THIS TIME IS DIFFERENT, UNTIL THE HAMMER DROPS

John Hussman does his version of Mike Tyson’s – “Everybody has a plan until they get punched in the face.”

Everybody is an investment genius until the market turns south and the hammer comes down.

So yes, this time is different. It is different because the Federal Reserve’s zero-interest rate policy has starved investors of all sources of safe return, forcing them to accept risk at increasingly higher prices and progressively dismal long-term prospective returns. More importantly, this time is different because warning signs that appeared at every major pre-crash market peak have persisted and escalated, without resolution, far longer than they have done so historically. Reckless? Shortsighted? Probably. But like dot-com speculation, flipping overpriced houses, and getting a “yield pickup” by holding subprime mortgage debt on margin, reckless and shortsighted speculation always looks like enlightened investment genius until the hammer drops.

With the most reliable valuation measures more than 110% above their historical norms, on average (and allowing that numerous historically unreliable measures look just fine, as Janet Yellen will attest), we remain concerned that equities are no longer competitive even with a very long period of zero risk-free returns. Again, our broad measures of valuation imply a 10-year S&P 500 nominal total return averaging just 1.9% annually, and negative total returns on horizons of 7 years and less. Certain measures imply even worse, including the ratio of market capitalization to GDP, which Warren Buffett observed in a 2001 Fortune interview is “probably the best single measure of where valuations stand at any given moment.” The chart below shows that measure (left scale, log, inverted) against actual subsequent 10-year S&P 500 total returns (right scale).

§ **STATED GOAL**: Continue the passage on stock market valuations, starting after its last sentence. The listing after the passage on stock market valuations is not needed.

§ **SUPPLIED INFORMATION**:
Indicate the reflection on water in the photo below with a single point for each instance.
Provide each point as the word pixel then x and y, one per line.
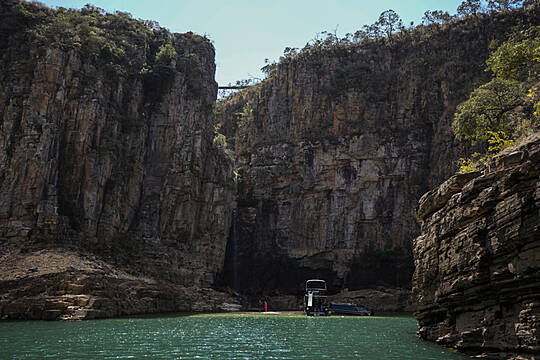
pixel 220 337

§ **TASK ANSWER**:
Taken individually, we can find points in history where either market valuations, or bullish sentiment, or overbought conditions have been more extreme at one time or another than they are at present. Taken together, a syndrome of overvalued, overbought, overbullish conditions has uniquely identified the most extreme market peaks in history, and we’ve never observed this entire syndrome extended to more persistent and uncorrected excesses than we have in the present cycle.

The persistent amplification of overvalued, overbought, overbullish conditions appears much like games such as “Don’t Break the Ice” or “Don’t Break the Camel’s Back” – the latent risks increase progressively, but everything seems fine until it suddenly isn’t.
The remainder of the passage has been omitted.